- _ACTIONS TO TAKE_:
**a)** Answer these questions using the text on the Gaddi language:
(i) Which script has traditionally been used to write the language?
(ii) How many dialects of the language does the text list?
(iii) Where is the fourth dialect spoken?
**b)** Extend the text on the Gaddi language with the next part, picking up after its final sentence.

- _TEXT TO READ_:
* BEGIN *
Gaddi (also called Gaddki, Gaddiyali or Bharmauri; Takri: ) is an Indo-Aryan language of India. It is spoken by the Gaddi people primarily in Bharmour Tehsil of Chamba district in Himachal Pradesh. It is also spoken in neighbouring parts of Jammu, with Gaddi villages found in Udhampur, Kathua and Doda districts.The language has traditionally been written using the Takri script.

Dialects 
There are four dialects of the language:
The first one is spoken in the entire Bharmaur, Chhatrari and Bhatyat Tehsils of Chamba and Gaddi speaking regions of Kangra district.
The second one is spoken in consists of Piyuhar, Belaj, Guun, Bakani, the upper part of Mehla and Kaded, etc. 
The third one is spoken in the region of Basu and other adjoining area. 
The fourth on is spoken in Lilh and Paho.
* END *
- _Entries for location identification_:
* BEGIN *
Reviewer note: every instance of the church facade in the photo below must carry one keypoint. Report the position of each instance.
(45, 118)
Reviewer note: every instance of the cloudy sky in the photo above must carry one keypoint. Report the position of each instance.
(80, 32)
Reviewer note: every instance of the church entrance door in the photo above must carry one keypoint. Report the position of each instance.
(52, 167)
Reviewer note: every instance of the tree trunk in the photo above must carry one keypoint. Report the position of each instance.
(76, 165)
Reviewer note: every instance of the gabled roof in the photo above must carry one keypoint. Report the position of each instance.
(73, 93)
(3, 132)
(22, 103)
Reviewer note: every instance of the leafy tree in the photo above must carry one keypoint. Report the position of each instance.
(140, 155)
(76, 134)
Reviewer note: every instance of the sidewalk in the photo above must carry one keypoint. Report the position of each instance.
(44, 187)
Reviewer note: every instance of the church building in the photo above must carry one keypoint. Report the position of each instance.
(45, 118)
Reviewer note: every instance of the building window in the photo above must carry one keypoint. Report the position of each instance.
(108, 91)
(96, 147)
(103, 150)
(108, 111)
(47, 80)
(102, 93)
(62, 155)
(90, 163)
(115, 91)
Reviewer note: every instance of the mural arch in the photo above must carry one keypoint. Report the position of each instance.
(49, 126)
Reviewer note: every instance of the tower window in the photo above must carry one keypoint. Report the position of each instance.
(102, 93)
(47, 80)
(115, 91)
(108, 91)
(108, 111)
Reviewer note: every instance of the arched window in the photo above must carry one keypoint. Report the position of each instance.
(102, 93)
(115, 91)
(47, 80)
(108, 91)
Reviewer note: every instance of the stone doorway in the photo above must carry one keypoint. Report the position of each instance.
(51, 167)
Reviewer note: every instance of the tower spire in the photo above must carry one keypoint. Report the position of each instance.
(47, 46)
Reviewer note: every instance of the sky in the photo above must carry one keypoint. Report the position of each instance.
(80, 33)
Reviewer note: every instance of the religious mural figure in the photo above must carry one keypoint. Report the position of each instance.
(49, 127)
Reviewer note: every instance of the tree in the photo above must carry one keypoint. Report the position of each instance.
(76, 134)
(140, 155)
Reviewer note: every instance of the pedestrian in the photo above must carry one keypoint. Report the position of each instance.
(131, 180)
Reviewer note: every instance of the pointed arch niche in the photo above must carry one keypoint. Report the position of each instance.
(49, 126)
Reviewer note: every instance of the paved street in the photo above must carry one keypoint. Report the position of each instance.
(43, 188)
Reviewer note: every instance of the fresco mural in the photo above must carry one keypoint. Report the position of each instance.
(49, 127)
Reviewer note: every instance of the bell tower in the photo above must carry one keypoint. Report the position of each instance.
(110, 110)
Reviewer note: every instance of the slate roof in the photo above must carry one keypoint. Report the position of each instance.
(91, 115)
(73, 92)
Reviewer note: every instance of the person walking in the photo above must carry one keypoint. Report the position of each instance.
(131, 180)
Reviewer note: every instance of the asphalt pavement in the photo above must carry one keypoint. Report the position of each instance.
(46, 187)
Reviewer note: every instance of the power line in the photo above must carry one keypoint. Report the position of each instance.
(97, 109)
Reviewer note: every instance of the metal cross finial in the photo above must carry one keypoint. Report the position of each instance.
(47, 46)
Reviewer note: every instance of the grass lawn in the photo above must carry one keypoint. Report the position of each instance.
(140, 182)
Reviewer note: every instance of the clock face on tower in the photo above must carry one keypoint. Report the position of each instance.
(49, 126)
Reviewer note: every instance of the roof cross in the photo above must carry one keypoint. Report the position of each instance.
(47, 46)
* END *
- _ANSWERS FOR THE EXERCISE_:
**a)**
(i) The Takri script.
(ii) Four.
(iii) In Lilh and Paho.

**b)**
Status 
The language is commonly called Pahari or Himachali. Some speaker may even call it a dialect of Dogri. The language has no official status. According to the United Nations Education, Scientific and Cultural Organisation (UNESCO), the language is of definitely endangered category, i.e. many Gaddi children are not learning Gaddi as their mother tongue any longer.

The demand for the inclusion of 'Pahari (Himachali)' under the Eight Schedule of the Constitution, which is supposed to represent multiple Pahari languages of Himachal Pradesh, had been made in the year 2010 by the state's Vidhan Sabha. There has been no positive progress on this matter since then even when small organisations are striving to save the language.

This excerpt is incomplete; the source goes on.